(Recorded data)
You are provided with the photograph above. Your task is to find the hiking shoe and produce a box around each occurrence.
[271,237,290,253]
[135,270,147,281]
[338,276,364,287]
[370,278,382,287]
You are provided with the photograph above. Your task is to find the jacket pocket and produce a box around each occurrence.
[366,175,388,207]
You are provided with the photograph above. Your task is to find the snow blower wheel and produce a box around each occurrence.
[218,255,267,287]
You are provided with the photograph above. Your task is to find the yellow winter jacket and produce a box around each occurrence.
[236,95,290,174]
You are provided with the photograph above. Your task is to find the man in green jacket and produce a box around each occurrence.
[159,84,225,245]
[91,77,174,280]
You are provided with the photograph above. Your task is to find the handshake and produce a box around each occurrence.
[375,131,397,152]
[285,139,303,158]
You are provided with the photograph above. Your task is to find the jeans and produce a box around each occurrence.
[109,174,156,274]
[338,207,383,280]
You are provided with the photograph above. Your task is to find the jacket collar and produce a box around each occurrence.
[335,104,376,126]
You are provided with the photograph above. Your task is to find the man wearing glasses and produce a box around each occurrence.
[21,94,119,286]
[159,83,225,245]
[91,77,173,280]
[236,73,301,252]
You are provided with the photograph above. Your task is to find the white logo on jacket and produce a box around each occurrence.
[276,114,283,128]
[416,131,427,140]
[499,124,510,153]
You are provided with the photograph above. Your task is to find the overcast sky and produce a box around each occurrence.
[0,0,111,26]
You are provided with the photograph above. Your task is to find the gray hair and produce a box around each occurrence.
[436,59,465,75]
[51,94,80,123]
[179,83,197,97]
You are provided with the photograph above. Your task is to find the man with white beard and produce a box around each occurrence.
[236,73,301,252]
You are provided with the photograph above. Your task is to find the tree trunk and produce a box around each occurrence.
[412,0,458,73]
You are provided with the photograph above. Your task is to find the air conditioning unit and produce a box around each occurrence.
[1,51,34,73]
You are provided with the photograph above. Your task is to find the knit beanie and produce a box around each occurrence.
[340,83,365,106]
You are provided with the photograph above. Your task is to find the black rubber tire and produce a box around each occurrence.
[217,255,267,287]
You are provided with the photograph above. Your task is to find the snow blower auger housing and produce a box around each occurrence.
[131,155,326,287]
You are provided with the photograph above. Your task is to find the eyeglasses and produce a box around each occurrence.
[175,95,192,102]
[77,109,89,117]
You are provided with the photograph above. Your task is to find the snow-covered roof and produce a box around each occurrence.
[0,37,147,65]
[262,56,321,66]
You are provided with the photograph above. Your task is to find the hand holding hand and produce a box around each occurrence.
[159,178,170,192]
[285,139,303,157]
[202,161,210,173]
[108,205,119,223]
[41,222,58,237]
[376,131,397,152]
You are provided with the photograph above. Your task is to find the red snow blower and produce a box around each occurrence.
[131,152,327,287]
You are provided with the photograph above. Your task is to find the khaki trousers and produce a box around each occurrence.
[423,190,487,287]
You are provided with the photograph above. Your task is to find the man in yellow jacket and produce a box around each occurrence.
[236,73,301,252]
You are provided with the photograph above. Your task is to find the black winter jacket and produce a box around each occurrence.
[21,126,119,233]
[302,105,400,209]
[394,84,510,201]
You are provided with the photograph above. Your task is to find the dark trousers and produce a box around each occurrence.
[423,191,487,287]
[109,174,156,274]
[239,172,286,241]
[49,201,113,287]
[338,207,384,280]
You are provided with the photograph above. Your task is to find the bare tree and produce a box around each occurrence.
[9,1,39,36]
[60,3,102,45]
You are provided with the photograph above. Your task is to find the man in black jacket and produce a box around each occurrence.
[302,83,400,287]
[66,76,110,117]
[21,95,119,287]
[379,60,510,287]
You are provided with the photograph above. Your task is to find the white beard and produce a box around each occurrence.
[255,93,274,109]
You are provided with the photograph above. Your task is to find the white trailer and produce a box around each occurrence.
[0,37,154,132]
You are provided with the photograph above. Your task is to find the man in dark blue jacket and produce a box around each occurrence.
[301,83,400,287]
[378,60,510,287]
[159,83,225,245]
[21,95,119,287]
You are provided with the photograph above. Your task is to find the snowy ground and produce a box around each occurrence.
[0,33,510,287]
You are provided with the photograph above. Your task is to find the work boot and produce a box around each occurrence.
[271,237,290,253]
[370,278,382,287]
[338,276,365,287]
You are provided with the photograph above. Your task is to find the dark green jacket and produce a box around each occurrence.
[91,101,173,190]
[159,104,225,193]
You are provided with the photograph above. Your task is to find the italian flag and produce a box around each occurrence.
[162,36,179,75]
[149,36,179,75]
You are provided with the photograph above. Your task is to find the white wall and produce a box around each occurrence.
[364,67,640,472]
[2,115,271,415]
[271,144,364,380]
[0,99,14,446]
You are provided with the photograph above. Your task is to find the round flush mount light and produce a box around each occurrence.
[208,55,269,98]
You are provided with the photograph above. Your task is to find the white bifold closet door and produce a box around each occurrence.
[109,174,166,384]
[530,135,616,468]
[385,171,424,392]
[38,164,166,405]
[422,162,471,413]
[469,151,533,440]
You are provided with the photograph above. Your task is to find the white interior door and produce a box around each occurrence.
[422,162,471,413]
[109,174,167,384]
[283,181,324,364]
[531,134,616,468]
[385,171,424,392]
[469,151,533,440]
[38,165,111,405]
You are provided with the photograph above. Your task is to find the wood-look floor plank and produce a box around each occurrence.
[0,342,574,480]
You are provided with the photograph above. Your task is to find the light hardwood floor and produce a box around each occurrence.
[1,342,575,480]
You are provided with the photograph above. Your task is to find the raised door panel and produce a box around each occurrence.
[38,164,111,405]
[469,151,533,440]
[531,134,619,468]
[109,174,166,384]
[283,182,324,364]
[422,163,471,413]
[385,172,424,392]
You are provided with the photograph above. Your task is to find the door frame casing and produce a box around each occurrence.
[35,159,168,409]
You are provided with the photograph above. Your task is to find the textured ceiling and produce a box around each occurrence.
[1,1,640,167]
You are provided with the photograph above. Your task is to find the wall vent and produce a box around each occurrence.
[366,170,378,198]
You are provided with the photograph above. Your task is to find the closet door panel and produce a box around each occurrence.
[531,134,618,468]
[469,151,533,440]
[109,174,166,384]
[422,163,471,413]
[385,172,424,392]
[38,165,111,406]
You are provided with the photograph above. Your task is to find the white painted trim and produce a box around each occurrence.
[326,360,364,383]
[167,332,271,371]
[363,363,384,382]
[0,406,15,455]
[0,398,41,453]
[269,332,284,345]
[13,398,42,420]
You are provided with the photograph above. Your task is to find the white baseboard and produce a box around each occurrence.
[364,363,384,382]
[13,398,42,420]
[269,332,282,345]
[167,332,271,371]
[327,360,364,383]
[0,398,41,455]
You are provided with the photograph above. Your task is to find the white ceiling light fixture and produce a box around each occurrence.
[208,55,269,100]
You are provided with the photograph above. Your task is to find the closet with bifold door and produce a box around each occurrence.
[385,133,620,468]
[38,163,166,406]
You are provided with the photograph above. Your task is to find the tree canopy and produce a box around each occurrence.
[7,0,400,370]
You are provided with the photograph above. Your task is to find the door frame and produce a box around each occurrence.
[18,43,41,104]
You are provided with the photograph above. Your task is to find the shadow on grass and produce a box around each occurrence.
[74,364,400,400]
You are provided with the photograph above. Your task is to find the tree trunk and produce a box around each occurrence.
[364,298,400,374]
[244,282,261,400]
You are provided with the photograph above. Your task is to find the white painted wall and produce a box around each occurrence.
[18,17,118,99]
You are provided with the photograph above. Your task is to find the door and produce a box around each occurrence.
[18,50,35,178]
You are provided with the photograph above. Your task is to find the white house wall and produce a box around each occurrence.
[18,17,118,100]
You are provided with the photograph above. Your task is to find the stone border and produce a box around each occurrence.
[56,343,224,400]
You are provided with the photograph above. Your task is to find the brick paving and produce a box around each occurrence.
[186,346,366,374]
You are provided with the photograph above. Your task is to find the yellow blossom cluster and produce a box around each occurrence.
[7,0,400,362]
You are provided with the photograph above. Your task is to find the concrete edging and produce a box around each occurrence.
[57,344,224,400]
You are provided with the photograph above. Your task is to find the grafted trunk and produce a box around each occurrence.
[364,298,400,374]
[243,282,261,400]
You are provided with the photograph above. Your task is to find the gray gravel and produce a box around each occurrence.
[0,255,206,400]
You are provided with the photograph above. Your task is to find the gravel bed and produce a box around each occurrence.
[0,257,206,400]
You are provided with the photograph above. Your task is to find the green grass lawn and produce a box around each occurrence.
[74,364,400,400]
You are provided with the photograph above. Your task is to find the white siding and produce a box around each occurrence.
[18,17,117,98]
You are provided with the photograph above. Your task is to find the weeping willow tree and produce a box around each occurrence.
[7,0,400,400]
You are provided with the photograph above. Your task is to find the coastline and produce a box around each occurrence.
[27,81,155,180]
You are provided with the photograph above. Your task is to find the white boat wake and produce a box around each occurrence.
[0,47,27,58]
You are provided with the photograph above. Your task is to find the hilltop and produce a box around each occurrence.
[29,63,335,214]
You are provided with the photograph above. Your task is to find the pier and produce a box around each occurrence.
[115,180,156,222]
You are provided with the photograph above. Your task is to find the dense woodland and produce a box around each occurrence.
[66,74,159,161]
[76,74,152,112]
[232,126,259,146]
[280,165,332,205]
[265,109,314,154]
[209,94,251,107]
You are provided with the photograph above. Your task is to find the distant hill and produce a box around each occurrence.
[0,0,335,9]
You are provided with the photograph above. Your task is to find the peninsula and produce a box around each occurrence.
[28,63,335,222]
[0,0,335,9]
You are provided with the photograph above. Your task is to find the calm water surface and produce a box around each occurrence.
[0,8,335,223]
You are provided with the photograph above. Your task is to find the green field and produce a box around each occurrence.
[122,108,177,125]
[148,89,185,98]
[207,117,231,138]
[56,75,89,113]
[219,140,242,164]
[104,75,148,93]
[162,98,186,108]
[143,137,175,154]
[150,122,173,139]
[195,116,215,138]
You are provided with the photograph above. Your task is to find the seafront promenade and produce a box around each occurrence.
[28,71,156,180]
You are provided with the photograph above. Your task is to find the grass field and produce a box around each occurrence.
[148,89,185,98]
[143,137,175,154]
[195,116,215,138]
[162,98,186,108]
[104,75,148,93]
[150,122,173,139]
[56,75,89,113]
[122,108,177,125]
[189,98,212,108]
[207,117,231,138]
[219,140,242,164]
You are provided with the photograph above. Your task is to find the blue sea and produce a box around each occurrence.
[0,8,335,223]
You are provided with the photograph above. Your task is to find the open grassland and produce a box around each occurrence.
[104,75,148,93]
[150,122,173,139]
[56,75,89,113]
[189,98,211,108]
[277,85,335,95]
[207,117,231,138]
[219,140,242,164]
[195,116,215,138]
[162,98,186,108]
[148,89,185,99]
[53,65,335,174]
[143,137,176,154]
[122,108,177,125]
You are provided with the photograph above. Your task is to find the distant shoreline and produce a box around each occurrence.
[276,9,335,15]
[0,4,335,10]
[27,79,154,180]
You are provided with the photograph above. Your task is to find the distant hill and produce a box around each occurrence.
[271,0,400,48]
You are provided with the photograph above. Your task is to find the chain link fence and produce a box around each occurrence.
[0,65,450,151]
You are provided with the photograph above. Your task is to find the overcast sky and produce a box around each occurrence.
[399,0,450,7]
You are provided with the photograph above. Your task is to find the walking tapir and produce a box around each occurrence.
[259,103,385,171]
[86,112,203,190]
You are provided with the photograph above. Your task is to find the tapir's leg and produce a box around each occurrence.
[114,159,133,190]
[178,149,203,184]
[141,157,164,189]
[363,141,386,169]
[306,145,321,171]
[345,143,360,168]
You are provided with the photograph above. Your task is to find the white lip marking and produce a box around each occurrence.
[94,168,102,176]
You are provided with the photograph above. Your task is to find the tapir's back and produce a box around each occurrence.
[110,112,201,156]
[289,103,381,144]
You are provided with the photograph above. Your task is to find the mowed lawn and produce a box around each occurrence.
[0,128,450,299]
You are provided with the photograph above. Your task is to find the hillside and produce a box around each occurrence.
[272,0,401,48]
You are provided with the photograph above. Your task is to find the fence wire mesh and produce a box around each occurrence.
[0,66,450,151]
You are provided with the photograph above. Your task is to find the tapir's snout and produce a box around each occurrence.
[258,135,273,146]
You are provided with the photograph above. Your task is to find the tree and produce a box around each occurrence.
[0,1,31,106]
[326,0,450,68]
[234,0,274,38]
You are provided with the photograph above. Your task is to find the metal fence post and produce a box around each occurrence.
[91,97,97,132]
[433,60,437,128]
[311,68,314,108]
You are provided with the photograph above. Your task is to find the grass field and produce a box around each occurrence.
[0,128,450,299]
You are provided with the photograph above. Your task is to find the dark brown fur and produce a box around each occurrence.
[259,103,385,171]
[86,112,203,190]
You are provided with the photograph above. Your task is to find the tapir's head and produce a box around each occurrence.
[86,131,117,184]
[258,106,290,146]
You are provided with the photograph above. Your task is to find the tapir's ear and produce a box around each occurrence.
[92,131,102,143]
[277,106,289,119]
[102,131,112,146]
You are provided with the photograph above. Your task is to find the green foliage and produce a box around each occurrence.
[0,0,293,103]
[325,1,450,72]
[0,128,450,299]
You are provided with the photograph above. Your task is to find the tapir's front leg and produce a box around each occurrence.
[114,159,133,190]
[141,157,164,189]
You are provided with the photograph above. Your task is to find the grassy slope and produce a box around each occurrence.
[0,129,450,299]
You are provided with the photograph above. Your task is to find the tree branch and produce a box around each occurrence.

_Written task_
Quote word for word the lines of the recorded data above, beginning with the line containing "housing and produce a box around each occurrence." and ending with the line containing "[60,3,102,45]", both included.

_Solution to this task_
You are provided with the photograph above. Your task is to find the snow blower auger housing and produce a box around each occurrence.
[131,155,326,287]
You are provided with the photograph above. Your task is to find the eyeglasses and produce a box around each occurrence.
[175,95,192,102]
[77,109,89,117]
You are provided with the photograph above. Your task is to find the snow-covered roof and produce a box around each occurrence.
[0,37,147,65]
[262,56,321,66]
You are provided with the photograph above. Your task is to find the hand holding hand and produce a box around each occurrence.
[159,178,170,192]
[285,139,303,157]
[202,161,210,173]
[108,205,119,223]
[41,222,58,237]
[376,131,397,152]
You are provided with the photograph above. Your task is to find the red snow blower and produce a box around each occurrence.
[131,152,327,287]
You are provided with the photograph above. Your task is to find the khaki trousers and produce a box around each occurrence.
[423,190,487,287]
You are provided with the photograph above. Your task is to find the man in yellow jacket and produce a box around each occurrence.
[236,73,301,252]
You are provided with the photograph above. Your task is to find the black winter jacket and produce a box around each occurrence.
[21,126,119,233]
[302,105,400,209]
[394,84,510,201]
You are provided with the photograph above. Your task is to find the dark trousers and produce a box around each occurrence.
[423,191,487,287]
[109,174,156,274]
[239,172,286,241]
[49,201,113,287]
[338,207,384,280]
You are provided with the photograph above. Your task is to find the bare tree and produce a box around each occurrence.
[9,1,39,36]
[60,3,102,45]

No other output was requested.